## To be done
- A) Please summarize the Catholic Nerds passage in two sentences.
- B) Transcribe the Catholic Nerds passage from "Catholic Nerds is" up to and including "the Eucharist here!".

Catholic Nerds is a Catholic podcast created by author Scott L. Smith, Jr., the husband and wife team of Cody Reed and Mary Reed, and Colby Allen.

Description 
The Catholic Nerds Podcast is described by the creators, as follows: Join the Catholic Nerds Podcast for quality Catholic nerdery. The Catholic Nerds basically nerd out on comics, movies, video games, and books, all from a Catholic perspective, plus a hefty helping of all things Catholic. There will be plenty of Jesus, Mary, and the Eucharist here!

History 
The Catholic Nerds Podcast has interviewed Abby Johnson and her husband Doug Johnson; Cal Dodd, the voice of Wolverine (character) on X-Men: The Animated Series; and other Catholic personalities.

## Dataset records
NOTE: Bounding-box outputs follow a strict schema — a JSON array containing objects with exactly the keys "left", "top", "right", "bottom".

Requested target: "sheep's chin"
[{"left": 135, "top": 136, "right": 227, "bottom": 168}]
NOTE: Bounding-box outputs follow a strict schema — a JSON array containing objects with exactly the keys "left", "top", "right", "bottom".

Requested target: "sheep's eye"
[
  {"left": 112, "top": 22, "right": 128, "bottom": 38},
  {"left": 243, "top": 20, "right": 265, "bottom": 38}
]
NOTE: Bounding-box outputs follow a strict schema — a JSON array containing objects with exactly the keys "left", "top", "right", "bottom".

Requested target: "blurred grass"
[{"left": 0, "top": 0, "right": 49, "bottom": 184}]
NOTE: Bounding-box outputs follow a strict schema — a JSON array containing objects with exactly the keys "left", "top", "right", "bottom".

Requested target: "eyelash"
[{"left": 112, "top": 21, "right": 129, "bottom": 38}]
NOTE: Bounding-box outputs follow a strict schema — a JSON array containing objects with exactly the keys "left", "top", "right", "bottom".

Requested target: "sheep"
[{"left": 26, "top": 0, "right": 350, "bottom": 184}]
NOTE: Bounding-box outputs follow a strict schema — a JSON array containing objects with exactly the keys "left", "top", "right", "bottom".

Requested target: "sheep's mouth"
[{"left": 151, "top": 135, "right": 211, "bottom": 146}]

* * *

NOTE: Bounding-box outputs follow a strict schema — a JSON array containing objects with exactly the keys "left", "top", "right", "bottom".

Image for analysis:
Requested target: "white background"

## Exercise responses
- A) Catholic Nerds is a Catholic podcast created by author Scott L. Smith, Jr., Cody and Mary Reed, and Colby Allen, in which the hosts discuss comics, movies, video games, and books from a Catholic perspective along with plenty of Catholic topics. The podcast has interviewed Abby and Doug Johnson, Wolverine voice actor Cal Dodd, and other Catholic personalities.

- B)
Catholic Nerds is a Catholic podcast created by author Scott L. Smith, Jr., the husband and wife team of Cody Reed and Mary Reed, and Colby Allen.

Description 
The Catholic Nerds Podcast is described by the creators, as follows: Join the Catholic Nerds Podcast for quality Catholic nerdery. The Catholic Nerds basically nerd out on comics, movies, video games, and books, all from a Catholic perspective, plus a hefty helping of all things Catholic. There will be plenty of Jesus, Mary, and the Eucharist here!